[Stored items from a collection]
[Start of Attachment]
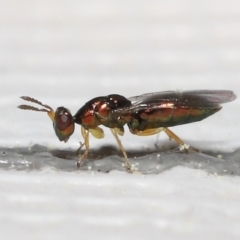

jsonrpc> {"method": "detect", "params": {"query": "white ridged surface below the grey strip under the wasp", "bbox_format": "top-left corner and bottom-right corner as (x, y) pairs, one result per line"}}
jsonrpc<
(0, 167), (240, 240)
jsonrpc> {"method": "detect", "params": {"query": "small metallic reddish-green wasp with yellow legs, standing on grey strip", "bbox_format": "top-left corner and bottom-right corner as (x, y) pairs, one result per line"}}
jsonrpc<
(18, 90), (236, 172)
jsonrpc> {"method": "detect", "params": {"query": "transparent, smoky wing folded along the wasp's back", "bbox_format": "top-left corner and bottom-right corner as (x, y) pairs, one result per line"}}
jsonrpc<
(113, 90), (236, 116)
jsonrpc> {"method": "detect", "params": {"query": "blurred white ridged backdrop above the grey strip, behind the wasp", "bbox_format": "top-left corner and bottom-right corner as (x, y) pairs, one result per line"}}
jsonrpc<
(0, 0), (240, 149)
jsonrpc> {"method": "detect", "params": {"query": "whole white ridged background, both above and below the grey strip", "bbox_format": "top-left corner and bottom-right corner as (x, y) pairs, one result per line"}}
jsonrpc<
(0, 0), (240, 240)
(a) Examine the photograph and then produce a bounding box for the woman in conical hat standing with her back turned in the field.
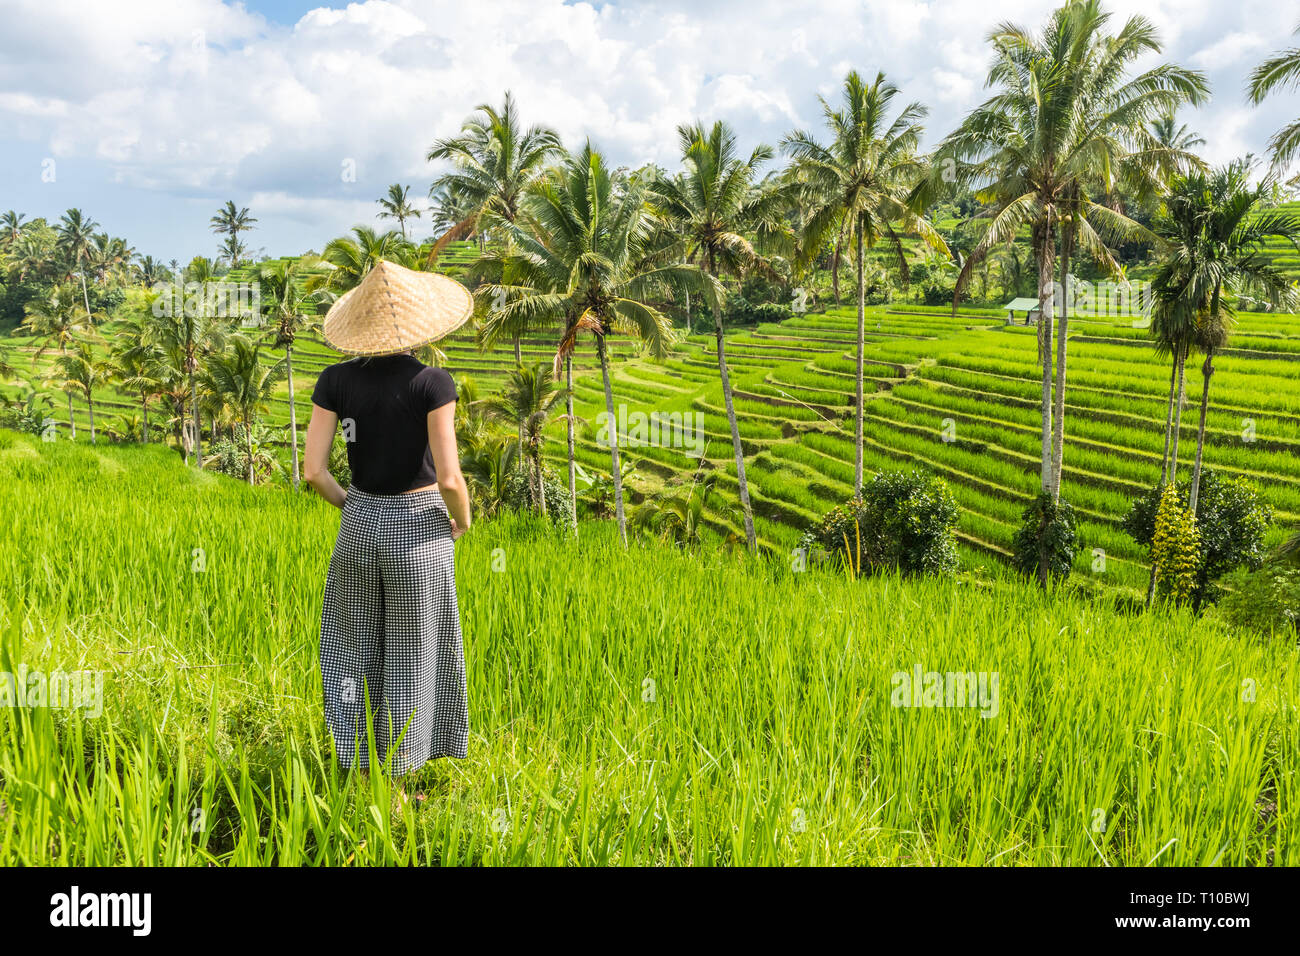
[303,261,473,775]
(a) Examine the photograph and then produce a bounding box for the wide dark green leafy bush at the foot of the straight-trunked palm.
[801,471,959,575]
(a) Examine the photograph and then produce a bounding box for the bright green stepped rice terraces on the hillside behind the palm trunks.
[0,265,1300,598]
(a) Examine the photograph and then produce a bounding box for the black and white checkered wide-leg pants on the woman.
[321,486,469,775]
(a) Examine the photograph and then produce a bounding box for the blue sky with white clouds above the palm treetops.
[0,0,1300,261]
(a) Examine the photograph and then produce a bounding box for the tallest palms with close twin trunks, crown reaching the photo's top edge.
[940,0,1208,522]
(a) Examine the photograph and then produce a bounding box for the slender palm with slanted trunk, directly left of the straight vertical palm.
[650,121,789,551]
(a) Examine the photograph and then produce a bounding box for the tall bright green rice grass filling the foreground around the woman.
[0,433,1300,865]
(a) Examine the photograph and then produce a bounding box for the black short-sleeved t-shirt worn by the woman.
[312,354,456,494]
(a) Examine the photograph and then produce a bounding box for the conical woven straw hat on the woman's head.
[324,260,475,355]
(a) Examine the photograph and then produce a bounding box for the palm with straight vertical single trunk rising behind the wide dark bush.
[781,72,948,493]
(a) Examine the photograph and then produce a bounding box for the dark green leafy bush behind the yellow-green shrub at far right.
[1123,468,1273,610]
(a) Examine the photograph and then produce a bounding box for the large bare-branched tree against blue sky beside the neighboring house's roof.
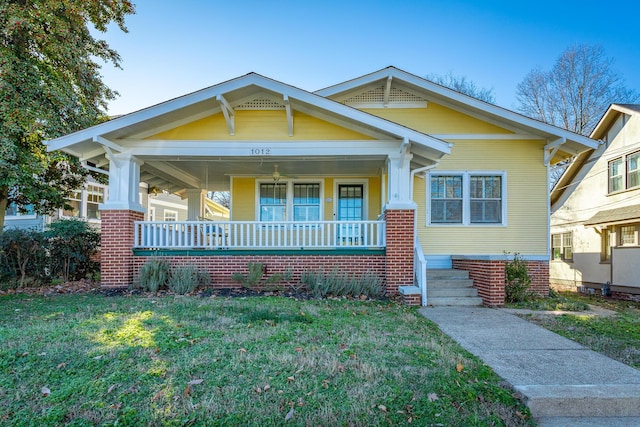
[516,44,639,135]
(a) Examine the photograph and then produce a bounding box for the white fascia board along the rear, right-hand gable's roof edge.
[314,67,598,149]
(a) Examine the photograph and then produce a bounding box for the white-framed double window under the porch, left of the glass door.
[258,181,321,222]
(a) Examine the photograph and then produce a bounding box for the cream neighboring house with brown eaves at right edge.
[549,104,640,300]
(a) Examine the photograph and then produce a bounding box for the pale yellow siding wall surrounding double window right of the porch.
[414,141,548,255]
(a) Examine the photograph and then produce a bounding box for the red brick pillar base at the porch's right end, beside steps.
[384,209,415,296]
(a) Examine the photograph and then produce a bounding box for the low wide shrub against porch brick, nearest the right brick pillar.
[301,268,384,298]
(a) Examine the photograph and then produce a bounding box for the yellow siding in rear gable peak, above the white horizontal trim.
[363,102,512,134]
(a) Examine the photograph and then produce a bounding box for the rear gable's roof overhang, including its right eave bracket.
[315,66,598,158]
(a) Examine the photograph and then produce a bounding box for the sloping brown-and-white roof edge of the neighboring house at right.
[551,104,640,205]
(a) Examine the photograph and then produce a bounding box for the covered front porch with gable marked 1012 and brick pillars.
[49,74,451,302]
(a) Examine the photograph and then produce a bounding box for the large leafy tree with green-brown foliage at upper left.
[0,0,134,232]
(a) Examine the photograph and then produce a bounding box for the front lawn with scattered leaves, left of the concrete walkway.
[0,294,532,426]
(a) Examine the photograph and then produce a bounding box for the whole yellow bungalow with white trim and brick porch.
[49,67,597,305]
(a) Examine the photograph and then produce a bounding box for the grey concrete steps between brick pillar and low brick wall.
[427,269,482,306]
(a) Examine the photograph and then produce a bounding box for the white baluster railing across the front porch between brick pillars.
[134,221,385,249]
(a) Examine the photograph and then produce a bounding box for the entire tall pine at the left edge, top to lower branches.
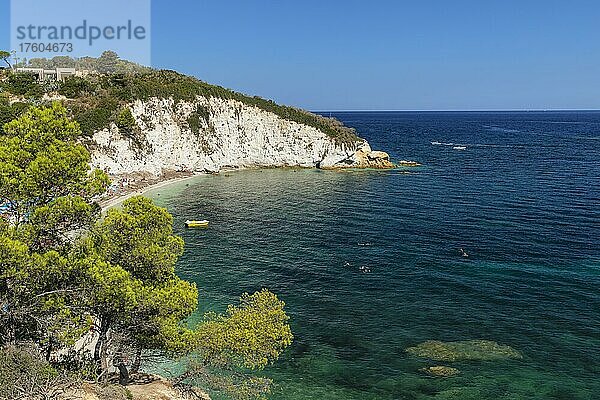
[End of Attachment]
Please set down the data above exactly as given, leaving every picture out.

jsonrpc> {"method": "detect", "params": {"query": "white ridged surface below the grey strip under the wasp", "bbox_format": "top-left corner and bottom-right corner as (x, y) pairs, one result per line"}}
jsonrpc<
(0, 167), (240, 240)
jsonrpc> {"method": "detect", "params": {"query": "small metallic reddish-green wasp with yellow legs, standing on grey strip", "bbox_format": "top-left corner and bottom-right corner as (x, y) pairs, one result per line"}}
jsonrpc<
(18, 90), (236, 172)
jsonrpc> {"method": "detect", "params": {"query": "transparent, smoky wing folded along the wasp's back", "bbox_format": "top-left corner and bottom-right corner as (x, y) pairs, one result per line"}}
jsonrpc<
(113, 90), (236, 116)
jsonrpc> {"method": "detect", "params": {"query": "blurred white ridged backdrop above the grey strip, behind the wasp", "bbox_format": "top-left corner and bottom-right corner as (x, y) pairs, one result per line"}}
jsonrpc<
(0, 0), (240, 149)
jsonrpc> {"method": "detect", "params": {"query": "whole white ridged background, both above and below the grey strip", "bbox_format": "top-left corner and bottom-right corner as (x, y) pairs, one result per line"}}
jsonrpc<
(0, 0), (240, 240)
(a) Examine the photograph and then produce a bounding box for the woman in conical hat standing with her back turned in the field.
[303,261,473,775]
(a) Examine the photograph and then produce a bounding box for the wide dark green leafy bush at the foot of the straight-trunked palm.
[801,471,959,575]
(a) Examine the photograph and then produce a bounding box for the bright green stepped rice terraces on the hillside behind the palm trunks.
[0,265,1300,598]
(a) Examine the photograph and then produce a bounding box for the black and white checkered wide-leg pants on the woman.
[321,486,469,775]
(a) Examine the photograph and then produce a bounding box for the blue sky with white clouds above the palm treetops.
[0,0,1300,261]
(a) Examine the photograph and then produce a bounding box for the tallest palms with close twin trunks, crown reaching the photo's top edge.
[940,0,1208,522]
(a) Examine the photograph and then produce a bounding box for the slender palm with slanted trunk, directly left of the straight vertical palm.
[650,121,789,551]
(a) Examine the photograph and then produce a bounding box for the tall bright green rice grass filling the foreground around the woman.
[0,433,1300,865]
(a) Examine the photograph and then produce a bounding box for the black short-sleeved t-shirt worn by the woman.
[312,354,456,494]
(a) Examine the photograph and then produce a bounding box for the conical woven straw hat on the woman's head.
[324,260,475,355]
(a) Examine the photograph and then produce a bounding box for the palm with straight vertical single trunk rising behind the wide dark bush.
[781,72,948,493]
(a) Examine the photograph and then produce a bounding box for the dark green leafy bush behind the yellow-green shrub at far right.
[1123,468,1273,610]
(a) Examine the photograph and then produce a bounding box for the large bare-branched tree against blue sky beside the neighboring house's roof.
[516,44,639,135]
(a) Examine the photograph and then produce a bounding box for the white fascia board along the rear, right-hand gable's roof edge.
[314,67,598,149]
(a) Examine the photograph and then produce a bounding box for the white-framed double window under the porch, left of the glass door.
[258,181,321,222]
(a) Examine the photograph and then produce a bounding box for the cream neighboring house with brown eaves at right edge.
[549,104,640,300]
(a) Examine the photograph and then produce a bounding box for the pale yellow siding wall surrounding double window right of the porch.
[414,141,548,255]
(a) Examine the photograph and then produce a bounding box for the red brick pillar base at the porch's right end, beside steps.
[384,209,415,296]
(a) Examine the photograph and then produce a bounding box for the low wide shrub against porch brick, nearest the right brick pillar.
[301,268,384,298]
(a) Examine the photograph and then produce a bounding box for the yellow siding in rear gable peak, above the white horizontal trim.
[363,102,512,134]
(a) Examine the photograph and then produce a bounding box for the rear gable's roof overhang, including its right eave bracket.
[315,66,598,158]
(a) Examine the photograph and then produce a bounding box for the sloping brown-and-white roof edge of the neighboring house at right.
[551,104,640,205]
(a) Examine the photograph and then produce a bounding box for the covered front porch with gable marked 1012 and brick pillars.
[49,74,451,302]
(a) Examine the photograph and then produce a bounding box for the large leafy tree with green-brown foliage at upper left.
[0,0,134,232]
(a) Examine the photograph and then produce a bounding box for the front lawn with scattered leaves, left of the concrete walkway.
[0,294,532,426]
(a) Examine the photograph and then produce a bounding box for the whole yellow bungalow with white trim and brick porch.
[49,67,597,305]
(a) Examine the photograph and then produce a bounding box for the grey concrete steps between brick pillar and low brick wall.
[427,269,482,306]
(a) Examine the photograph and then produce a bounding box for the white baluster railing across the front porch between brick pillars.
[134,221,385,249]
(a) Examine the photograph and then produce a bounding box for the entire tall pine at the left edge, top to lower branches.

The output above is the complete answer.